Show every line of the entries that contains the string "dirt".

[BEGIN Data records]

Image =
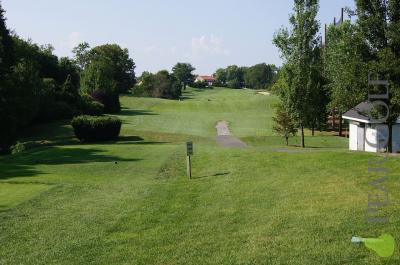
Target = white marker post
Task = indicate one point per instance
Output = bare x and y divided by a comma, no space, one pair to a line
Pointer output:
189,153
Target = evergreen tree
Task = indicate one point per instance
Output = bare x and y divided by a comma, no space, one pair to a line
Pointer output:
300,50
345,67
379,21
7,58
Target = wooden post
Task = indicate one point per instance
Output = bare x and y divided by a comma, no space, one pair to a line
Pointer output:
189,167
189,153
342,14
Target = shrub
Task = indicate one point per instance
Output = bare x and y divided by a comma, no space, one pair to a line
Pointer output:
96,128
55,110
88,106
17,148
109,100
200,84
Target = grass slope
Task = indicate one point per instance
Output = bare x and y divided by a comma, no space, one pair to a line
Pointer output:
129,202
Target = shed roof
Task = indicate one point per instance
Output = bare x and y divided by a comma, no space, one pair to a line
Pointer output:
359,113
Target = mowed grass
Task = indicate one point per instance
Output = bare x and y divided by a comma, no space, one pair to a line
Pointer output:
129,202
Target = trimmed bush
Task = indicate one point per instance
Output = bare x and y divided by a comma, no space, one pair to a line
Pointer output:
89,106
96,128
109,100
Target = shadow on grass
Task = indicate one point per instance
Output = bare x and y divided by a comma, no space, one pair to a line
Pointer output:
23,165
131,112
221,174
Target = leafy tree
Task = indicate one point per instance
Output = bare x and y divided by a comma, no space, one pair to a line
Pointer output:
221,76
7,54
345,67
68,71
82,55
260,76
166,86
160,85
379,22
284,124
98,81
8,121
122,65
183,72
300,50
234,76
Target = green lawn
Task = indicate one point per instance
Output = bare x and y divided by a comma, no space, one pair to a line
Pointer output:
129,202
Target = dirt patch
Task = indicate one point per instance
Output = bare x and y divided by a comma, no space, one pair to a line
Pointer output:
224,137
295,151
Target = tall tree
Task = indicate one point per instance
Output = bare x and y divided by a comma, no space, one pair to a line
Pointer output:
7,55
260,76
82,55
97,81
284,124
379,21
299,49
122,65
346,68
184,73
221,76
8,124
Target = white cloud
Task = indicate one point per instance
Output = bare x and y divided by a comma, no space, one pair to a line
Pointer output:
150,49
208,45
74,39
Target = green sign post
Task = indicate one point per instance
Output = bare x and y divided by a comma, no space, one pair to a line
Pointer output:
189,153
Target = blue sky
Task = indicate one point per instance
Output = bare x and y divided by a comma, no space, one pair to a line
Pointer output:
158,33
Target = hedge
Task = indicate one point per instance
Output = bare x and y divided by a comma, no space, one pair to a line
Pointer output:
96,128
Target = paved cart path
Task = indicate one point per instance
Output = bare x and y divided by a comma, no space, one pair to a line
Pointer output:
224,137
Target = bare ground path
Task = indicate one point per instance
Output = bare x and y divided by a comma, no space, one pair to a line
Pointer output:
224,137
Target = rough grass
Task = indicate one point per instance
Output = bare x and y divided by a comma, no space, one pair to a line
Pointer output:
129,201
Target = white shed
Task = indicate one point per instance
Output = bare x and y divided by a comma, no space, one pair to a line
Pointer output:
365,135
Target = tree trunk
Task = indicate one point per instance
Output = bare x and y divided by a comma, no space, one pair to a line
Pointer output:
340,124
390,147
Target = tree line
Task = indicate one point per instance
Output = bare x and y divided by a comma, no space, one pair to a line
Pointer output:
259,76
36,86
320,78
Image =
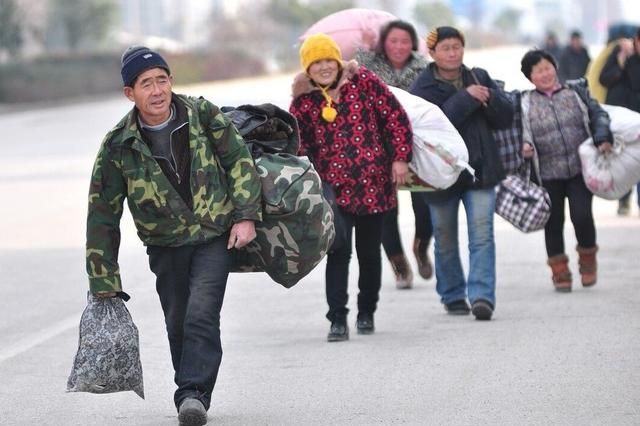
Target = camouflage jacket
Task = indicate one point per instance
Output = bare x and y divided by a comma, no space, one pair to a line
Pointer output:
224,185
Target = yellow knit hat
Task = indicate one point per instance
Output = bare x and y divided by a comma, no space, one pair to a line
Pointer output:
316,47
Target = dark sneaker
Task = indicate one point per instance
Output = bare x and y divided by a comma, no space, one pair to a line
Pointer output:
192,413
482,310
339,331
457,307
364,323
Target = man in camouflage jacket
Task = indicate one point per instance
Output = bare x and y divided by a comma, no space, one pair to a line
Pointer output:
194,194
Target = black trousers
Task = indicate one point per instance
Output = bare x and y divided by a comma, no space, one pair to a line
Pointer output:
368,230
580,200
191,282
391,232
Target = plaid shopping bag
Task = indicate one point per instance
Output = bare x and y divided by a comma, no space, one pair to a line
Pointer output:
522,202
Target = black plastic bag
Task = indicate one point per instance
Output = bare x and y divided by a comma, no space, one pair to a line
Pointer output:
108,357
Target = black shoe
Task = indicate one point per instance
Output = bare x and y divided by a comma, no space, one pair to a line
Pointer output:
192,413
482,310
339,331
364,323
457,307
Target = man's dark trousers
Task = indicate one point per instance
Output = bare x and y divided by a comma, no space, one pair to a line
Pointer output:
191,282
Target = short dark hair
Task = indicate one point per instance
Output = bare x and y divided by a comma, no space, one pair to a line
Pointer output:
442,33
401,25
532,58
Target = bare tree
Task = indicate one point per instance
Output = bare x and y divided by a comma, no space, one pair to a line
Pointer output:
10,28
433,14
81,22
507,23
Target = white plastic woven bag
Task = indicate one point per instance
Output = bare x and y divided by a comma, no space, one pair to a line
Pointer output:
613,174
439,152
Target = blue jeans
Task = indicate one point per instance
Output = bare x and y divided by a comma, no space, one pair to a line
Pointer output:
479,205
191,282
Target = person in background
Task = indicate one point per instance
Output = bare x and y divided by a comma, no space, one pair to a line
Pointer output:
396,61
475,105
621,76
552,46
194,194
574,59
553,123
358,137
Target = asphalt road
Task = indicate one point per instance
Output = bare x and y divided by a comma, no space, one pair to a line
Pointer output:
545,359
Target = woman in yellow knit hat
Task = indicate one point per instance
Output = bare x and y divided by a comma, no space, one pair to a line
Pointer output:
359,139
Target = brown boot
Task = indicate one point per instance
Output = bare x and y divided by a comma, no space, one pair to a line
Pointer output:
561,274
421,252
588,265
402,270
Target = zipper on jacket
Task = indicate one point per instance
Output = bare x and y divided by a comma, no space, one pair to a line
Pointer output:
564,140
173,162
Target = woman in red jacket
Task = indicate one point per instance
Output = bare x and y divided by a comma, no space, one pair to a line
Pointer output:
359,139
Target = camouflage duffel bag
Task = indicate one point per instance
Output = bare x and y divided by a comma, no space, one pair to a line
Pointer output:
297,227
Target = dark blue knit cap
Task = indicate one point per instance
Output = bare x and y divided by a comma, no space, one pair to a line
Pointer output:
138,59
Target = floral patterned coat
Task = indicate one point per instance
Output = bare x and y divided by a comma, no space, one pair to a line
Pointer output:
354,153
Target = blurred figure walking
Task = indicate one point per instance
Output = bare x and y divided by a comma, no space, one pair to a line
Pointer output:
621,76
574,59
396,61
553,123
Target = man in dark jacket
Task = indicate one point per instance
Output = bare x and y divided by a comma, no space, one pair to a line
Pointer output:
475,105
621,76
574,59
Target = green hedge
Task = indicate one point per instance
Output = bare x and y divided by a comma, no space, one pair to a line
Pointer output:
69,76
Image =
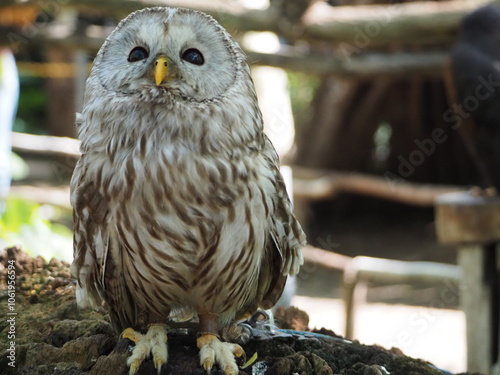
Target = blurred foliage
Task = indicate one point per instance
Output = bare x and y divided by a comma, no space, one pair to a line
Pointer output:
26,224
32,106
302,88
33,226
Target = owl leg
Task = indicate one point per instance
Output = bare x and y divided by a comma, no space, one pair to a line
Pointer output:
213,350
153,342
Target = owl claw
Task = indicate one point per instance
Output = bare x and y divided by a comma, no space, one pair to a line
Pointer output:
153,342
212,350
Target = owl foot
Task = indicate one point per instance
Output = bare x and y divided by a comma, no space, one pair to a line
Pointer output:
212,350
153,342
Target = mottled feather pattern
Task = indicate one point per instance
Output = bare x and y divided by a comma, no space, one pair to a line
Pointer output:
178,201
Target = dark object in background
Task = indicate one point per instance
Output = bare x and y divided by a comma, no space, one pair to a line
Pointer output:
476,75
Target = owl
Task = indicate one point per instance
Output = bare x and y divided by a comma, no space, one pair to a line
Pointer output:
179,206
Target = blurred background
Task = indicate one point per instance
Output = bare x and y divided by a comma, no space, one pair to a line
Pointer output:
375,107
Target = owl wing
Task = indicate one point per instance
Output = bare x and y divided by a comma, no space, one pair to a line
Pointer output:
99,274
284,242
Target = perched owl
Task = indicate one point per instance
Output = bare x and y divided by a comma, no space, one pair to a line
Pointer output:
179,206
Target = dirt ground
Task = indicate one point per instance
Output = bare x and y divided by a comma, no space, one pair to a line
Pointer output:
53,337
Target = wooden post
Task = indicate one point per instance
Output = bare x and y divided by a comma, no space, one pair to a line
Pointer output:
473,224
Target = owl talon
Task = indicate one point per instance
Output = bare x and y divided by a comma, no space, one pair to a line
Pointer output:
212,350
153,342
132,335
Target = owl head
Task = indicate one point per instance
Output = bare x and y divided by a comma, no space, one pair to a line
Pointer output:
180,51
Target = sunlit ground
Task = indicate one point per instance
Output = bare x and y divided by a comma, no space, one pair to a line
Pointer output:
435,335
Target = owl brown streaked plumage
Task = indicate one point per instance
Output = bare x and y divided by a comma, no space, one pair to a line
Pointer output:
179,205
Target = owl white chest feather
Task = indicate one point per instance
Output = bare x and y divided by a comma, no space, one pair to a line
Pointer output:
180,202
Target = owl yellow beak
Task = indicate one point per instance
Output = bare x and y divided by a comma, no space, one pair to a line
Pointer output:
161,69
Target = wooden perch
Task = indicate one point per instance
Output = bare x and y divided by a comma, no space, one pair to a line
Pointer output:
427,22
316,185
400,64
356,26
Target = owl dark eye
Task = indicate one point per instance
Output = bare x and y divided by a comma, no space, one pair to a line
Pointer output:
193,56
137,54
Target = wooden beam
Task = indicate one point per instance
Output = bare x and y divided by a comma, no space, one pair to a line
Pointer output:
310,184
357,27
360,27
399,64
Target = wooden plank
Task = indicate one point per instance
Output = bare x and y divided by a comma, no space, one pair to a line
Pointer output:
476,300
356,26
463,217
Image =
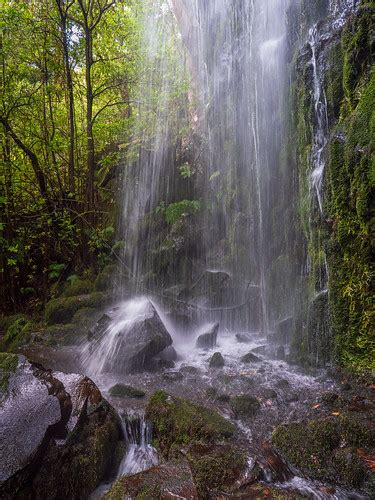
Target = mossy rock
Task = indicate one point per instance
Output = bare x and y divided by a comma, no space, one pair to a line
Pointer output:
215,467
7,321
121,390
245,405
85,315
62,310
316,448
178,421
78,287
16,334
102,282
8,365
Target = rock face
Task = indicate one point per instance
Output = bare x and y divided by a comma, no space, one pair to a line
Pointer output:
250,358
59,437
208,339
215,458
130,341
170,480
336,448
217,361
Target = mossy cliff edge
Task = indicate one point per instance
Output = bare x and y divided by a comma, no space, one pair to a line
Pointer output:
339,330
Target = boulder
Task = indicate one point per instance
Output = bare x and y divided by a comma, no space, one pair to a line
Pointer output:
170,480
131,341
172,376
217,361
330,447
59,437
250,358
245,405
208,339
178,421
127,391
168,354
243,338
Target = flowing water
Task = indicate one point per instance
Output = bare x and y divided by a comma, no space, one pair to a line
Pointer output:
218,69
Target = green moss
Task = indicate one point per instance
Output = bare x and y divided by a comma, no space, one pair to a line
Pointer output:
102,282
121,390
17,334
62,310
245,406
317,448
78,287
179,421
84,315
8,365
215,468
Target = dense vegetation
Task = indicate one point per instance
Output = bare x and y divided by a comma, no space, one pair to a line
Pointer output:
68,70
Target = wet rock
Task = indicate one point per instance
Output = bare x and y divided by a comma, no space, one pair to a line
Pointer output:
170,480
282,384
121,390
292,398
62,310
284,330
269,394
250,358
280,352
262,349
315,447
216,466
8,365
134,348
217,361
223,398
178,422
243,338
211,392
208,339
245,405
191,370
329,398
59,437
173,376
168,354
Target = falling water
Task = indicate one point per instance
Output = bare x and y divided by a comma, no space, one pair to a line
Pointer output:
140,454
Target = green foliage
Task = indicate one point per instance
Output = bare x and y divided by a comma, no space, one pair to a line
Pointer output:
186,171
8,364
62,310
176,211
179,421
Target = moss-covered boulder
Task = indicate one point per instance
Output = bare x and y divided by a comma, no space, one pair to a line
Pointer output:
170,480
121,391
62,310
8,365
215,467
245,406
215,459
217,360
78,287
330,449
17,332
178,421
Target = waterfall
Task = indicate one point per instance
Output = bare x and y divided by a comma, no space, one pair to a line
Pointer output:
140,454
236,56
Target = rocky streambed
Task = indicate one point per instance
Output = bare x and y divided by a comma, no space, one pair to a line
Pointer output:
218,417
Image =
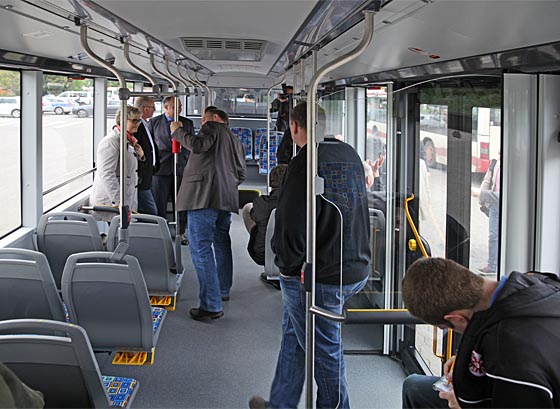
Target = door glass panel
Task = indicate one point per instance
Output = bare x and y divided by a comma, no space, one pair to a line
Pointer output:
458,132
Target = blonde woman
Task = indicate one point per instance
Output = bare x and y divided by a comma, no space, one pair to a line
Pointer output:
106,186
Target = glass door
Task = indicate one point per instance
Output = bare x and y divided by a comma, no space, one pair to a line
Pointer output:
455,129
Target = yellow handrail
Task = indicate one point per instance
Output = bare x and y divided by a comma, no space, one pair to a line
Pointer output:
412,226
425,254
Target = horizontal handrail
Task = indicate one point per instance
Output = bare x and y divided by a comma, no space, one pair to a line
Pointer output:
389,317
67,182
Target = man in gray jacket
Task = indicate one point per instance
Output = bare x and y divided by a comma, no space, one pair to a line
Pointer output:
208,192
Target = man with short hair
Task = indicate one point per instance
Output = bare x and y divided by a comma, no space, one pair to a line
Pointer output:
343,172
162,184
147,168
256,215
209,194
508,356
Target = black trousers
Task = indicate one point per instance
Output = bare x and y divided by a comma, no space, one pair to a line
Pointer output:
162,188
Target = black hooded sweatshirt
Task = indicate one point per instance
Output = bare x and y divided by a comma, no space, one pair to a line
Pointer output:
509,355
344,176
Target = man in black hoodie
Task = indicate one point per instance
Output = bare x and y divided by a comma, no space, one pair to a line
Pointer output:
508,356
341,168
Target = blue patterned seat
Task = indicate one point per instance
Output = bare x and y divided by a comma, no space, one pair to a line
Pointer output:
245,135
275,139
158,313
119,389
61,365
259,134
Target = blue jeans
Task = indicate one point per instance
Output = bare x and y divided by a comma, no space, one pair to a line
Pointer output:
418,393
146,202
210,247
330,372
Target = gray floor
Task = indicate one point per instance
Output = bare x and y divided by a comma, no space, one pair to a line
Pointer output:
220,364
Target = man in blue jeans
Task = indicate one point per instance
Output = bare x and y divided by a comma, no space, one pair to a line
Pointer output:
208,192
342,170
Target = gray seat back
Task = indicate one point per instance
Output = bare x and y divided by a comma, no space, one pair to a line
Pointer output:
148,236
63,368
27,288
64,233
109,300
270,269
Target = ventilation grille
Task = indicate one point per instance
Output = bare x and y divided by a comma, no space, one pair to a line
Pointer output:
224,49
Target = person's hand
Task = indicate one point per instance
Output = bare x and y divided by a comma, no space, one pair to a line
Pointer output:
138,151
450,398
447,371
375,166
175,125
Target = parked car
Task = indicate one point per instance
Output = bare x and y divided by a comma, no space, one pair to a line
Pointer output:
57,105
10,106
79,97
83,111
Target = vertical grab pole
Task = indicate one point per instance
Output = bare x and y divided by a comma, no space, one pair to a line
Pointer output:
123,96
175,87
268,132
311,196
208,96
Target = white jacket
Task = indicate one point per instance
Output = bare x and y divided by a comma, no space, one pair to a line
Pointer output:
106,185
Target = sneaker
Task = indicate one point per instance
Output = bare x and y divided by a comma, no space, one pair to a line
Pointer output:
487,270
202,315
258,402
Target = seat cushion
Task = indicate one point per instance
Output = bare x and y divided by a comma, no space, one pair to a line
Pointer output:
119,389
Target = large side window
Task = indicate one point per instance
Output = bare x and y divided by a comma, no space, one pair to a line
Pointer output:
10,166
67,138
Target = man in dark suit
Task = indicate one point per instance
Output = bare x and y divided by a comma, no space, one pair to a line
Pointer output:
147,168
209,193
162,183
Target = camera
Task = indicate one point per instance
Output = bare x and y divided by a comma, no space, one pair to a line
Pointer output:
442,385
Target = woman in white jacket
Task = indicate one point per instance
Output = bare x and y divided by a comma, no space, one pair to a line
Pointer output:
106,186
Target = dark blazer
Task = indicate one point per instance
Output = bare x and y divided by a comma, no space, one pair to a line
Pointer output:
160,133
215,168
146,168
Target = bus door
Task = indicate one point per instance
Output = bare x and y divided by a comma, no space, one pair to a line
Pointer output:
452,134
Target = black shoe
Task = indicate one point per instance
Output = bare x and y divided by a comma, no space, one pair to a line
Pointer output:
258,402
202,315
274,283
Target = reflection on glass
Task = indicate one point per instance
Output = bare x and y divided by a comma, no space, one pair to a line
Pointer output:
67,137
10,128
485,206
335,108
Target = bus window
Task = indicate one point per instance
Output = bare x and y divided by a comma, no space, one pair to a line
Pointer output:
10,183
67,139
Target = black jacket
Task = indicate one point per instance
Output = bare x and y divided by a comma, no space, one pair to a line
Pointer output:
509,356
289,241
160,133
146,168
262,207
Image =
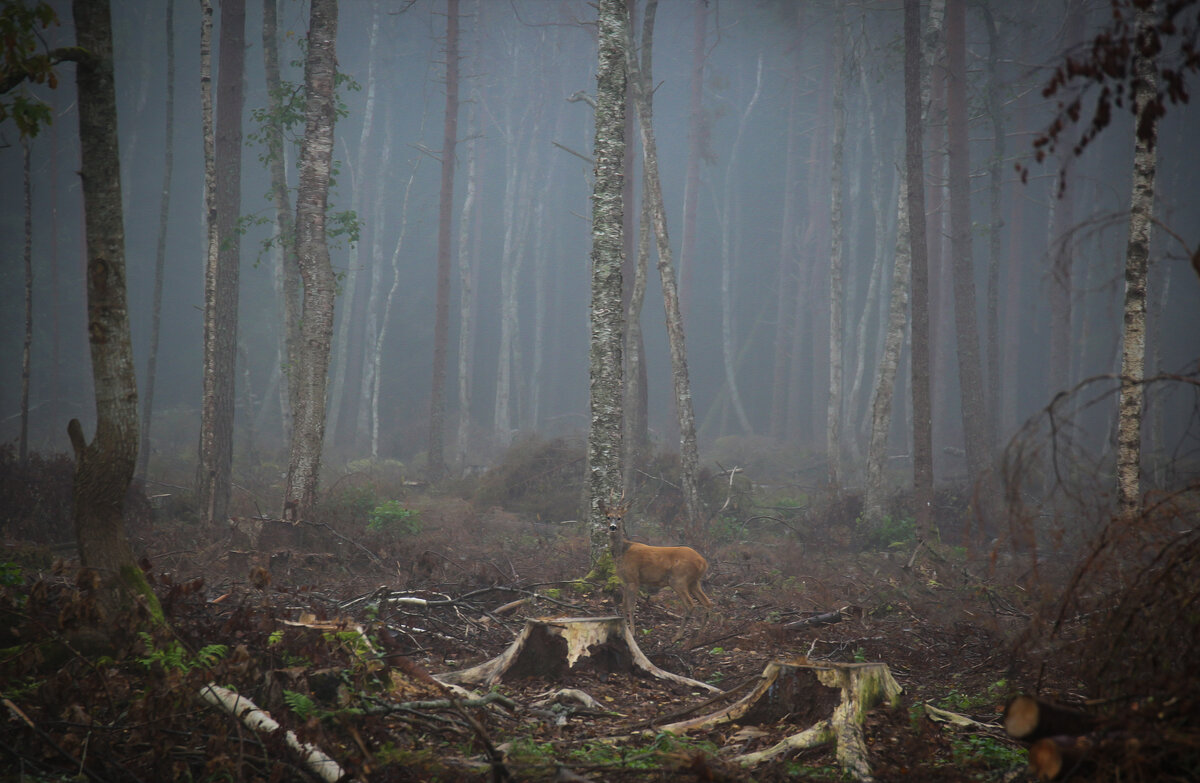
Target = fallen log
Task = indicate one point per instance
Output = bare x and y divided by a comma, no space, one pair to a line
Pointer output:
1029,718
832,699
318,763
1051,758
546,647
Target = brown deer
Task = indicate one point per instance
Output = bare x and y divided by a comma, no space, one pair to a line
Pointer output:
645,566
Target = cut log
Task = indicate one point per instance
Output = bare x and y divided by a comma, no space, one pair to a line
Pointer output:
1051,758
831,699
549,646
316,760
1029,718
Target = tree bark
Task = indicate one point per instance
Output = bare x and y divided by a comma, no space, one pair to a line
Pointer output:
445,217
342,364
27,352
697,149
975,412
916,95
105,467
837,228
689,452
727,326
214,472
316,272
287,273
904,280
1141,217
606,370
467,287
160,247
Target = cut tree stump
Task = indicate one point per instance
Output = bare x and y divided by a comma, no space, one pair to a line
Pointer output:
832,699
549,646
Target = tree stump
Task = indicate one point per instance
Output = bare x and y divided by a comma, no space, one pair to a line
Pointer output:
832,699
547,647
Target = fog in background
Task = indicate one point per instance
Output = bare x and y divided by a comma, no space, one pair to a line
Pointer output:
521,60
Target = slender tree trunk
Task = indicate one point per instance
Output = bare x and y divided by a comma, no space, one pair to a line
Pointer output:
904,279
27,352
1141,217
317,273
789,268
467,288
689,452
375,299
637,223
287,273
605,362
161,247
105,467
214,479
995,381
727,327
837,294
697,149
342,358
975,412
915,185
445,217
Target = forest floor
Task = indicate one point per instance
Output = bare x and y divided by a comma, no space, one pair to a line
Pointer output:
286,611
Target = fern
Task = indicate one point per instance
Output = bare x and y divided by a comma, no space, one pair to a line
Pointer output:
301,704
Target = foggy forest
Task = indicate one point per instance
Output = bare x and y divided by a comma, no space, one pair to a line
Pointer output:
917,284
743,95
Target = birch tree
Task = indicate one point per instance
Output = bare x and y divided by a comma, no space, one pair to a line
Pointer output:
160,259
837,227
909,274
605,368
445,219
316,270
105,466
287,267
689,453
214,472
975,411
341,356
1141,217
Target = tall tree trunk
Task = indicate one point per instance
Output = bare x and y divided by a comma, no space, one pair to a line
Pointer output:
342,359
160,259
975,412
915,185
445,217
789,267
697,149
918,55
316,272
689,452
995,381
605,360
382,338
837,294
727,219
375,299
636,238
467,288
27,352
1141,217
214,476
287,272
105,467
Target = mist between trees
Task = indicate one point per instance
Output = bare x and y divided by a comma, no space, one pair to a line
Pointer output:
747,102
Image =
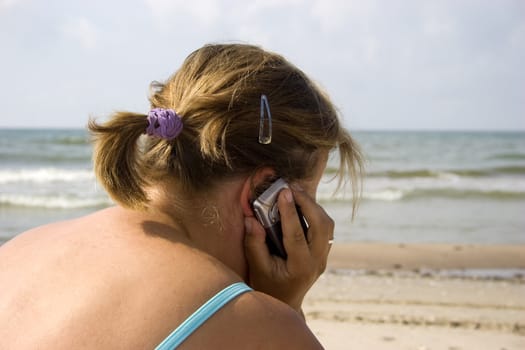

[END Data records]

Response to the exercise -
Target = dirt patch
Target = dirt ground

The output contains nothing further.